PROBLEM DESCRIPTION: Filter the listing below, keeping only the lines with the word "church".
*** Opening of RECORDS FOR THIS EXERCISE ***
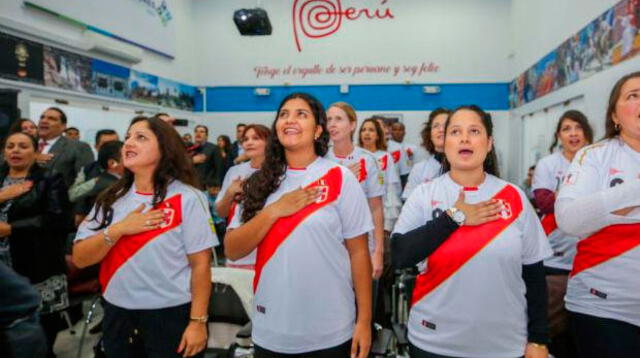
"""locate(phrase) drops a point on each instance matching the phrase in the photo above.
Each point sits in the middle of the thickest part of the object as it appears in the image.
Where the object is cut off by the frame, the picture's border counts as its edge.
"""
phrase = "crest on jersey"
(324, 191)
(168, 215)
(571, 178)
(506, 212)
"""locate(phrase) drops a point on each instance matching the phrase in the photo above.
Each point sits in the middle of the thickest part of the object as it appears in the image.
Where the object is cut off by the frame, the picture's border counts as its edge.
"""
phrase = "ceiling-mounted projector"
(252, 22)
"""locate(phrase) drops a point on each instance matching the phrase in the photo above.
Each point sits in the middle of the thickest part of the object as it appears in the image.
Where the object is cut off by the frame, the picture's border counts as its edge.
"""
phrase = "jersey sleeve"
(535, 246)
(375, 186)
(413, 212)
(353, 208)
(197, 224)
(413, 181)
(543, 177)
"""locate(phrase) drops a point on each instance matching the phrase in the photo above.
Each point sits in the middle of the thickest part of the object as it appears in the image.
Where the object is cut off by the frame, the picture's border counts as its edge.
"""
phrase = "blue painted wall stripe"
(489, 96)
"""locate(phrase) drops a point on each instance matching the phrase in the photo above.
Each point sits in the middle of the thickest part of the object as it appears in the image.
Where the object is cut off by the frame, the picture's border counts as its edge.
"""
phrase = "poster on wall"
(67, 70)
(121, 20)
(109, 79)
(21, 59)
(144, 87)
(606, 41)
(176, 95)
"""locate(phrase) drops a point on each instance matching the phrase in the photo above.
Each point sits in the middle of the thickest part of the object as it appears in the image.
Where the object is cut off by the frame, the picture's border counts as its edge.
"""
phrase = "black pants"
(415, 352)
(144, 333)
(23, 339)
(598, 337)
(343, 350)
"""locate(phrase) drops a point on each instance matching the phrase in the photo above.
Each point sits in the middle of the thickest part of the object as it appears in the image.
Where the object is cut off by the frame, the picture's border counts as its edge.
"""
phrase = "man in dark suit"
(206, 159)
(60, 154)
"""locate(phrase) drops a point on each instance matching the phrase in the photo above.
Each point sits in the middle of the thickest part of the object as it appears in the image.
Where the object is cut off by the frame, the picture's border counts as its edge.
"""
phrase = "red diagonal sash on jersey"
(331, 184)
(464, 244)
(362, 175)
(549, 223)
(129, 245)
(396, 155)
(608, 243)
(383, 161)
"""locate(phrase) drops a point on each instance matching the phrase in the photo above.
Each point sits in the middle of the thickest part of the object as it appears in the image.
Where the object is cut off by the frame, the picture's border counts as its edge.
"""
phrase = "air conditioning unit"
(112, 48)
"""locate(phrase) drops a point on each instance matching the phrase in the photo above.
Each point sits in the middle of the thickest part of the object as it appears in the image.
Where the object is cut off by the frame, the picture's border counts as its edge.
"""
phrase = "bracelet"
(107, 238)
(538, 345)
(201, 319)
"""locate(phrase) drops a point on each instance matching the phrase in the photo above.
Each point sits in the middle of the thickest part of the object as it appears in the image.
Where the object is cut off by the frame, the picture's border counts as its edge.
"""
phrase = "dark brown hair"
(609, 124)
(491, 161)
(381, 142)
(265, 181)
(174, 165)
(577, 117)
(426, 131)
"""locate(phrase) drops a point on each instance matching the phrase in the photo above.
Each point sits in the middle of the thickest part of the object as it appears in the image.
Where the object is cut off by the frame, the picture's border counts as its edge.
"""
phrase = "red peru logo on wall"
(316, 19)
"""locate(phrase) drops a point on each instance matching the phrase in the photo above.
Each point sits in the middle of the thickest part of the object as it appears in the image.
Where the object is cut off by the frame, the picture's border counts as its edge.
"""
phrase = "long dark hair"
(267, 180)
(577, 117)
(381, 142)
(426, 131)
(610, 127)
(174, 165)
(491, 161)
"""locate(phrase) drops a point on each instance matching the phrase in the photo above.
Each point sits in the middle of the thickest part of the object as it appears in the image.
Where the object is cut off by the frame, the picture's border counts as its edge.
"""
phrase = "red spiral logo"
(315, 19)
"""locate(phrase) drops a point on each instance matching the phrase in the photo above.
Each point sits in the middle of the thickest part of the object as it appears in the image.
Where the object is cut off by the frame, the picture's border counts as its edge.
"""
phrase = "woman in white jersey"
(254, 141)
(433, 141)
(599, 203)
(572, 133)
(151, 232)
(371, 137)
(309, 219)
(341, 123)
(482, 292)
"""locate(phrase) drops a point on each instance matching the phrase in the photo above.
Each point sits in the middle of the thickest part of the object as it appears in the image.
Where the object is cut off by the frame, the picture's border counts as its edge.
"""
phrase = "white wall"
(180, 69)
(225, 123)
(466, 38)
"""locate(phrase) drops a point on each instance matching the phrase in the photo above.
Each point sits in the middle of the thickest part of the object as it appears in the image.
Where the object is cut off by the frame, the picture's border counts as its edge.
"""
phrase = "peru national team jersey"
(151, 270)
(470, 299)
(549, 173)
(422, 172)
(399, 156)
(370, 178)
(240, 171)
(605, 280)
(304, 294)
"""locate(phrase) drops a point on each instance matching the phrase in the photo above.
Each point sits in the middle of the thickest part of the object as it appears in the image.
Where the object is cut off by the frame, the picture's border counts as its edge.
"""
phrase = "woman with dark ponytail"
(482, 292)
(309, 219)
(150, 232)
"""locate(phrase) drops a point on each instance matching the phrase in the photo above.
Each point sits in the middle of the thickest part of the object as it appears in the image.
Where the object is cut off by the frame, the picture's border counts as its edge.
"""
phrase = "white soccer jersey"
(370, 178)
(470, 300)
(548, 175)
(240, 171)
(422, 172)
(304, 294)
(605, 280)
(399, 156)
(151, 270)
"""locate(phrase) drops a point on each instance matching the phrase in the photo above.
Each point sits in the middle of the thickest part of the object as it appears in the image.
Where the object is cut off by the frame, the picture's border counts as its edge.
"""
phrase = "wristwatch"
(201, 319)
(107, 238)
(457, 215)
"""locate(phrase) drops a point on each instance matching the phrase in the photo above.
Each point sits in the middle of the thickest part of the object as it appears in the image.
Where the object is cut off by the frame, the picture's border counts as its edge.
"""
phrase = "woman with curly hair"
(151, 233)
(309, 219)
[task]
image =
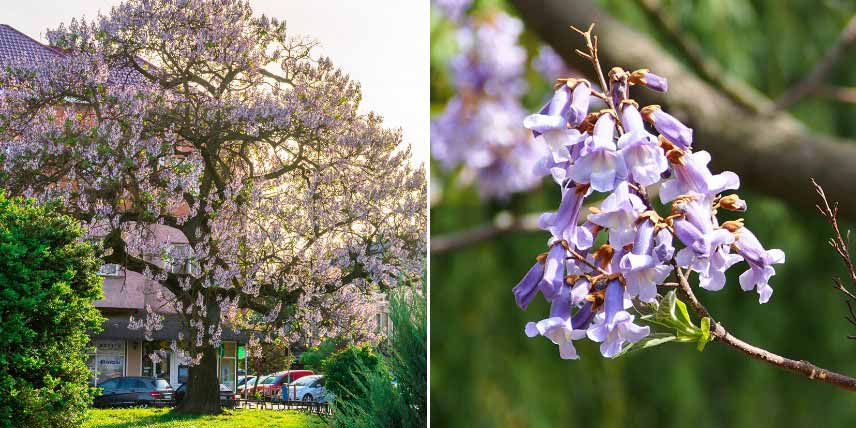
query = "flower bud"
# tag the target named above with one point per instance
(650, 80)
(732, 203)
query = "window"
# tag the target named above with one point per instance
(110, 385)
(110, 269)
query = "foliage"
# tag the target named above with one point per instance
(48, 281)
(379, 402)
(199, 120)
(340, 367)
(313, 358)
(164, 418)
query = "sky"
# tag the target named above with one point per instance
(383, 44)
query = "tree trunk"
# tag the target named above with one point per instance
(202, 395)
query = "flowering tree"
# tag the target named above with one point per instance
(609, 292)
(198, 117)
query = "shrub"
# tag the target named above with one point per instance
(341, 368)
(48, 280)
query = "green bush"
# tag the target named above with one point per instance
(48, 281)
(314, 358)
(377, 401)
(342, 365)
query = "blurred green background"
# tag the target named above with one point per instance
(485, 372)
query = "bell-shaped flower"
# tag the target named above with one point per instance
(669, 127)
(528, 287)
(639, 150)
(562, 224)
(614, 326)
(580, 101)
(760, 260)
(559, 327)
(691, 175)
(641, 269)
(554, 271)
(551, 125)
(618, 213)
(600, 164)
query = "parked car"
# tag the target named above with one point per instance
(245, 379)
(307, 388)
(134, 391)
(270, 386)
(227, 396)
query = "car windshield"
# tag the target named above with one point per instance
(305, 381)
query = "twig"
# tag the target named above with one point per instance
(803, 368)
(841, 247)
(813, 80)
(501, 225)
(708, 70)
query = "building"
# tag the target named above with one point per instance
(118, 350)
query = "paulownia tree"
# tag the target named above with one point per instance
(197, 116)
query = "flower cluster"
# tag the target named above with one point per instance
(594, 290)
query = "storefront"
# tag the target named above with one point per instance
(119, 351)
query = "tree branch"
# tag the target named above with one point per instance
(811, 82)
(709, 70)
(803, 368)
(774, 153)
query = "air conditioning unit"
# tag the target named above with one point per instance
(110, 269)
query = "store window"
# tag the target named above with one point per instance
(108, 361)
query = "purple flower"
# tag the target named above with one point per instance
(669, 127)
(614, 327)
(527, 288)
(691, 175)
(642, 270)
(652, 81)
(550, 125)
(563, 223)
(600, 165)
(554, 272)
(760, 260)
(618, 213)
(559, 326)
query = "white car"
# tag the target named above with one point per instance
(308, 388)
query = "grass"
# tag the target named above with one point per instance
(164, 418)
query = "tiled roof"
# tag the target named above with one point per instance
(15, 45)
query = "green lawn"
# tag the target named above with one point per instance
(163, 418)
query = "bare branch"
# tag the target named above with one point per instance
(810, 83)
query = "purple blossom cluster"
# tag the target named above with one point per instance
(596, 291)
(478, 128)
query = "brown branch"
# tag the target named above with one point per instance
(837, 93)
(841, 247)
(707, 69)
(845, 40)
(501, 225)
(803, 368)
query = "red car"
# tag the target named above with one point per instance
(271, 386)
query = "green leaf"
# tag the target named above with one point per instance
(650, 341)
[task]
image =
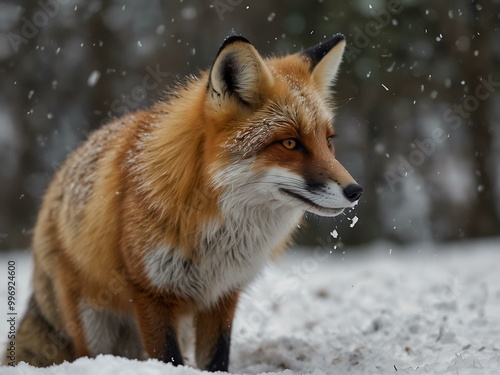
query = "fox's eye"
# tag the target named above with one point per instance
(291, 144)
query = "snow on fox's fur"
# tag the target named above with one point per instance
(169, 213)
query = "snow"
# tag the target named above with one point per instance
(380, 309)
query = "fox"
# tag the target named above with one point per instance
(165, 215)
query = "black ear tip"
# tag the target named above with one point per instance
(339, 37)
(232, 39)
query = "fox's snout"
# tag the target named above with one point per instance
(353, 192)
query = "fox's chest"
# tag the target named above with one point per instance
(229, 256)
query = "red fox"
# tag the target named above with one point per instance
(167, 214)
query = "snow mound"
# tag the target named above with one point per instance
(376, 310)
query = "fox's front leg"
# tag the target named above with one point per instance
(213, 333)
(157, 317)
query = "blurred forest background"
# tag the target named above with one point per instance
(418, 99)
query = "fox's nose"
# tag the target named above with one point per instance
(353, 192)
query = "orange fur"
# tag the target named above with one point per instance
(148, 194)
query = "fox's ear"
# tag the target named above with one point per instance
(325, 60)
(239, 71)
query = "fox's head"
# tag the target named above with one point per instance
(270, 129)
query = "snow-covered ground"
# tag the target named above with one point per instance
(377, 310)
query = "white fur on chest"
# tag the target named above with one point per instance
(232, 252)
(230, 255)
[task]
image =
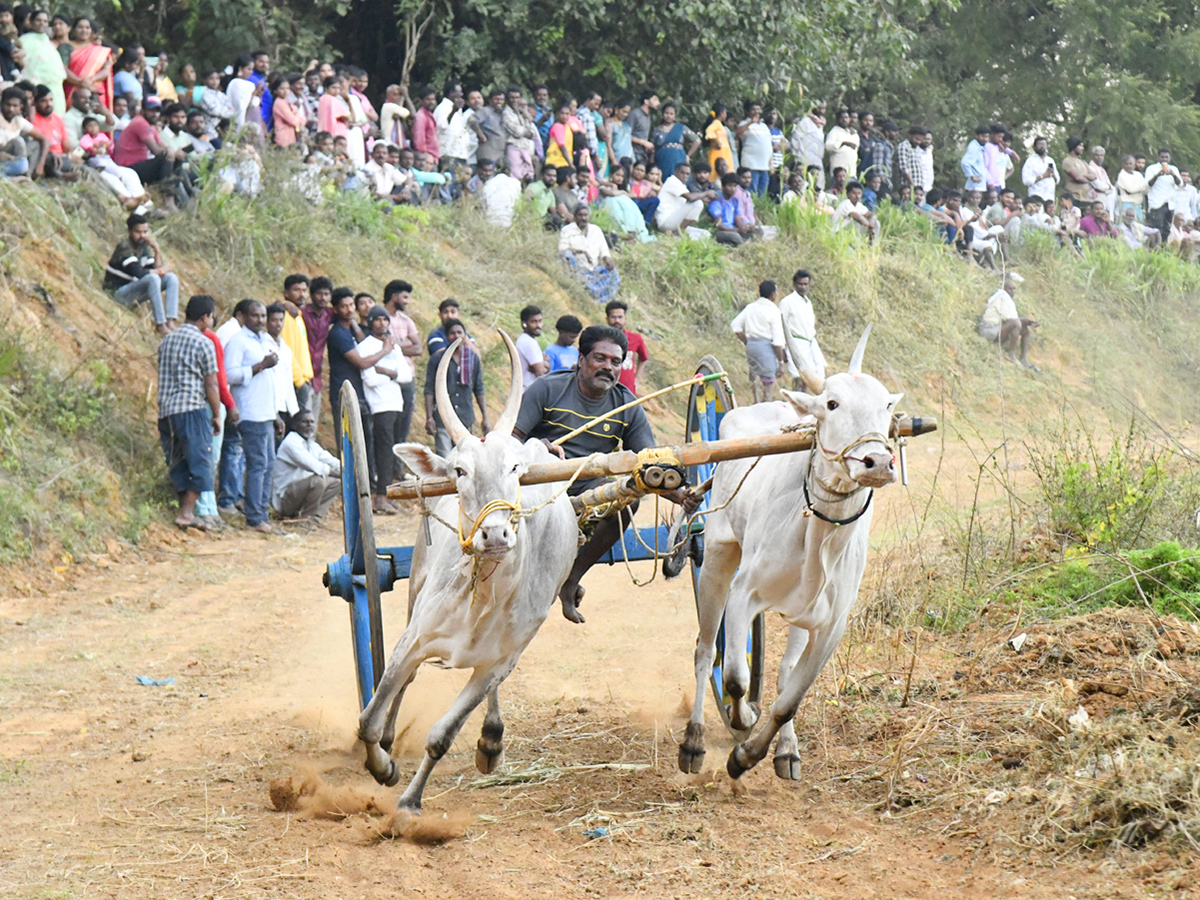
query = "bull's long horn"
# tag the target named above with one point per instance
(508, 419)
(445, 408)
(813, 379)
(856, 360)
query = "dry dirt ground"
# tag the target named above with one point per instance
(114, 790)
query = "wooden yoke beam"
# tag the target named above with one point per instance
(623, 462)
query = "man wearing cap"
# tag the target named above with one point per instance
(141, 148)
(385, 400)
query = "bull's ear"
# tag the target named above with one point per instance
(804, 403)
(423, 461)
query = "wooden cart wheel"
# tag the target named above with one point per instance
(366, 621)
(707, 405)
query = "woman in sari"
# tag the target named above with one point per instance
(673, 142)
(42, 61)
(90, 65)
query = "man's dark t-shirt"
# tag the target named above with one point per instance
(341, 341)
(553, 406)
(460, 394)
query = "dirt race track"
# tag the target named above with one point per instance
(112, 789)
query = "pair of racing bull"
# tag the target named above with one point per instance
(792, 540)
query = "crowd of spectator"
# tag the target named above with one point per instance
(239, 403)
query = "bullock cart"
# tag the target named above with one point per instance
(365, 571)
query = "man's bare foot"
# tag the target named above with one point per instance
(571, 607)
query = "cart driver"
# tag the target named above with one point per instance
(561, 402)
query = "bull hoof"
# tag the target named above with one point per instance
(789, 767)
(691, 760)
(489, 762)
(736, 766)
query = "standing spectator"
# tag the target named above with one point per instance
(975, 167)
(465, 381)
(801, 322)
(396, 297)
(295, 336)
(717, 136)
(808, 142)
(756, 148)
(385, 400)
(616, 313)
(640, 125)
(533, 363)
(841, 145)
(286, 403)
(1074, 167)
(136, 273)
(249, 364)
(1163, 181)
(493, 143)
(346, 364)
(306, 479)
(519, 132)
(318, 319)
(675, 143)
(585, 249)
(425, 129)
(189, 406)
(1039, 173)
(1132, 189)
(760, 327)
(563, 353)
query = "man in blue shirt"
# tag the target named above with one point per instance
(249, 361)
(975, 166)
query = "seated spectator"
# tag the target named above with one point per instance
(96, 147)
(565, 199)
(141, 149)
(541, 196)
(852, 213)
(563, 353)
(679, 207)
(583, 246)
(59, 145)
(22, 145)
(136, 273)
(1002, 325)
(465, 381)
(498, 195)
(1096, 223)
(306, 477)
(617, 202)
(1134, 233)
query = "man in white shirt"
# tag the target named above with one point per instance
(307, 477)
(760, 327)
(1039, 173)
(801, 323)
(285, 388)
(808, 142)
(678, 207)
(385, 401)
(1001, 324)
(841, 144)
(852, 211)
(498, 196)
(1164, 180)
(533, 359)
(582, 245)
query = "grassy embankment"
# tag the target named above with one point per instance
(79, 462)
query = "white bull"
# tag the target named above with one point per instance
(792, 540)
(477, 598)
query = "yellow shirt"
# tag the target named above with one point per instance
(295, 336)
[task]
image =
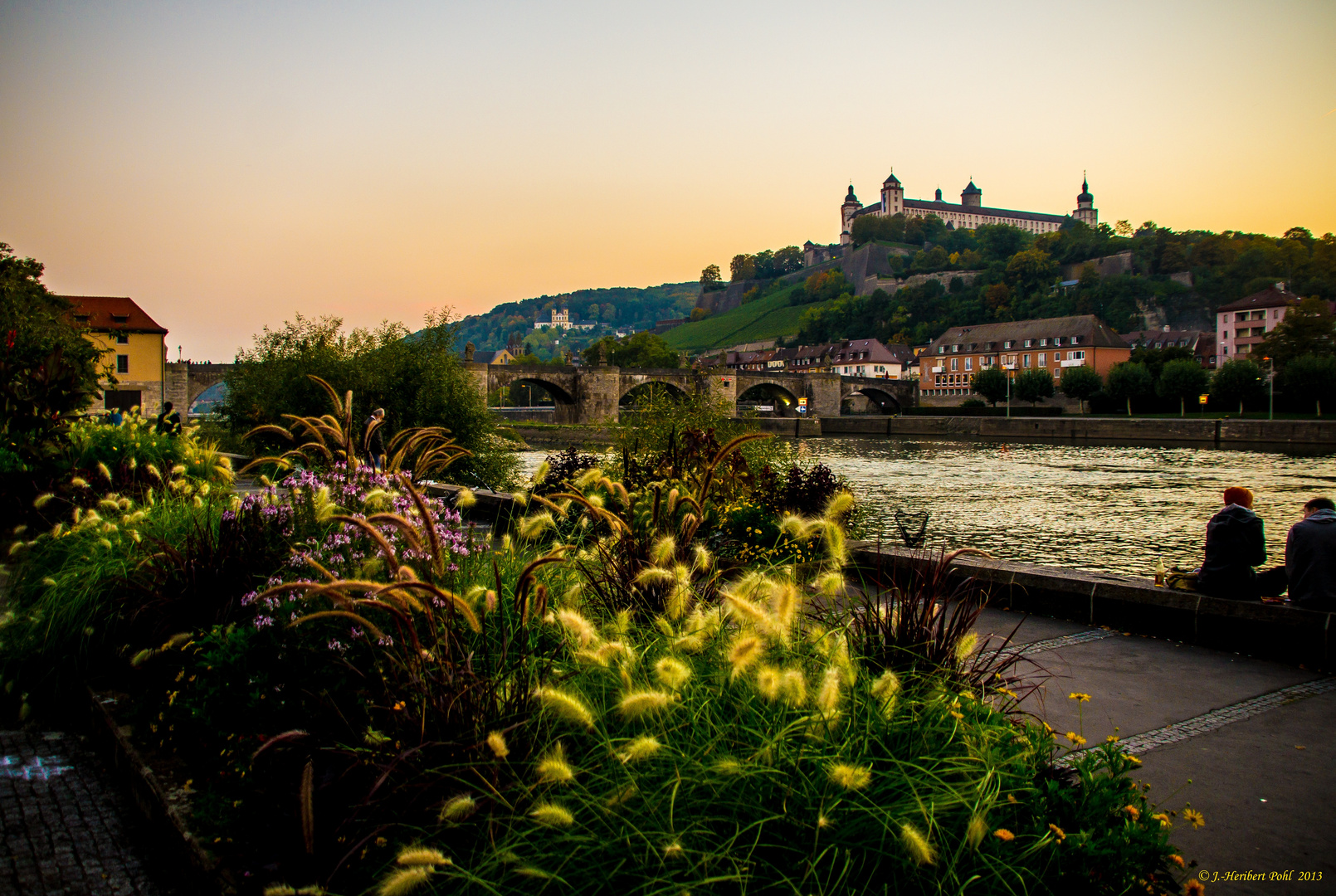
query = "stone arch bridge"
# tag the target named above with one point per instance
(593, 394)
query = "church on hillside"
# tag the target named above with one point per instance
(970, 212)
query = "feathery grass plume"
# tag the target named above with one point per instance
(564, 705)
(588, 479)
(639, 749)
(976, 832)
(457, 808)
(661, 550)
(672, 674)
(965, 646)
(552, 816)
(655, 576)
(404, 882)
(915, 845)
(743, 653)
(767, 683)
(578, 626)
(827, 699)
(643, 703)
(553, 767)
(851, 777)
(831, 584)
(702, 560)
(838, 505)
(792, 687)
(422, 856)
(534, 525)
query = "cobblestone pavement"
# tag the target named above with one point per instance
(66, 828)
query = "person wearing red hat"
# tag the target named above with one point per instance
(1236, 543)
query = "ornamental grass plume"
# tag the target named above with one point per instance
(422, 856)
(639, 749)
(672, 674)
(457, 808)
(496, 740)
(974, 832)
(551, 815)
(851, 777)
(553, 767)
(578, 626)
(743, 653)
(564, 705)
(404, 882)
(917, 845)
(643, 703)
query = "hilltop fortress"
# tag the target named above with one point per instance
(970, 212)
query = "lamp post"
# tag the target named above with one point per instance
(1270, 386)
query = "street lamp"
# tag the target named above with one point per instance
(1270, 386)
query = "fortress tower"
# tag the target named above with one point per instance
(1086, 212)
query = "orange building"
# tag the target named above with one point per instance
(1051, 343)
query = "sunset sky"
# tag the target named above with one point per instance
(232, 164)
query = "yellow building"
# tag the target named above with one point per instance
(134, 348)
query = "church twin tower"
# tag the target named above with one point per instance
(970, 212)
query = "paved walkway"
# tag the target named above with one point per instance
(1255, 738)
(66, 828)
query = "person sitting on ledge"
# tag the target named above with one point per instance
(1236, 541)
(1311, 557)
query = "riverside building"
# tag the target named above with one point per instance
(1049, 343)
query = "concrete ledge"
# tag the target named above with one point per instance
(1272, 631)
(195, 865)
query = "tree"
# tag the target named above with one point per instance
(1236, 381)
(641, 350)
(1081, 383)
(709, 280)
(1311, 378)
(1129, 379)
(1182, 378)
(990, 383)
(1033, 385)
(1308, 329)
(47, 368)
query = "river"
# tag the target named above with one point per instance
(1106, 509)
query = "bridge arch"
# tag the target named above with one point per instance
(885, 401)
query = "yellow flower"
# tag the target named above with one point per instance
(851, 777)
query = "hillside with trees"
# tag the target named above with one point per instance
(617, 307)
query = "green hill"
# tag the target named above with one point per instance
(766, 318)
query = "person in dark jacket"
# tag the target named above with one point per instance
(1311, 557)
(168, 421)
(376, 441)
(1236, 541)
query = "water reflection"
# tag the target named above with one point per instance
(1110, 509)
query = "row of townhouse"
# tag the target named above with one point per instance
(850, 357)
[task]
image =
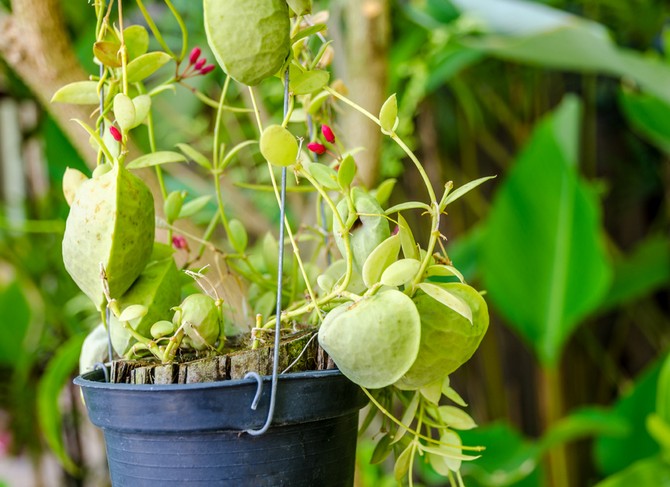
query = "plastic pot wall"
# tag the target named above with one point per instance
(192, 434)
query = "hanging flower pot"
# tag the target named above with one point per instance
(195, 434)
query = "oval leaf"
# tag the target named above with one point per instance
(145, 65)
(155, 159)
(380, 258)
(78, 93)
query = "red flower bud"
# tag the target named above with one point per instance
(179, 242)
(195, 54)
(328, 133)
(115, 133)
(316, 148)
(207, 69)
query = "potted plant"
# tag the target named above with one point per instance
(395, 317)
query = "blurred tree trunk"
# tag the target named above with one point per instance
(367, 42)
(35, 45)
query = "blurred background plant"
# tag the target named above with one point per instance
(568, 102)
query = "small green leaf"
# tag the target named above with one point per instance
(136, 39)
(238, 235)
(388, 115)
(384, 190)
(402, 463)
(409, 248)
(78, 93)
(142, 105)
(107, 53)
(408, 205)
(124, 111)
(156, 159)
(456, 418)
(379, 259)
(133, 312)
(448, 299)
(304, 83)
(195, 155)
(346, 172)
(279, 146)
(194, 206)
(172, 205)
(326, 176)
(400, 272)
(145, 65)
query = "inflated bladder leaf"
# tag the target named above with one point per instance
(279, 146)
(369, 230)
(388, 114)
(238, 235)
(136, 39)
(156, 159)
(111, 223)
(124, 111)
(142, 104)
(448, 340)
(78, 93)
(304, 83)
(400, 272)
(379, 259)
(145, 65)
(448, 299)
(157, 290)
(545, 217)
(375, 340)
(249, 38)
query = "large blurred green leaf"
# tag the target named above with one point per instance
*** Close of RECORDS FOR THIS EXERCISE ***
OUTPUT:
query = "church on hillside"
query = "church twin tower"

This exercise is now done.